— What is needed —
Reproduce the listing below, replacing "pointer" with "locator" everywhere it occurs and leaving every other part of the text unchanged.

— Task input —

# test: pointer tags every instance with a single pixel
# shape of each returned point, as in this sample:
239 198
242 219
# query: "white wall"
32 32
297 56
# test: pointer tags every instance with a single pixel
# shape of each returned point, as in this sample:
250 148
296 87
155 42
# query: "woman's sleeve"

— Task result —
# test: locator tags every instance with a single pixel
# shape of each returned point, as in this sample:
239 198
242 219
# query: "white wall"
32 32
297 56
# test: locator tags every instance with a single pixel
# shape of each returned point, as in this sample:
250 148
296 87
155 42
# query: "woman's sleeve"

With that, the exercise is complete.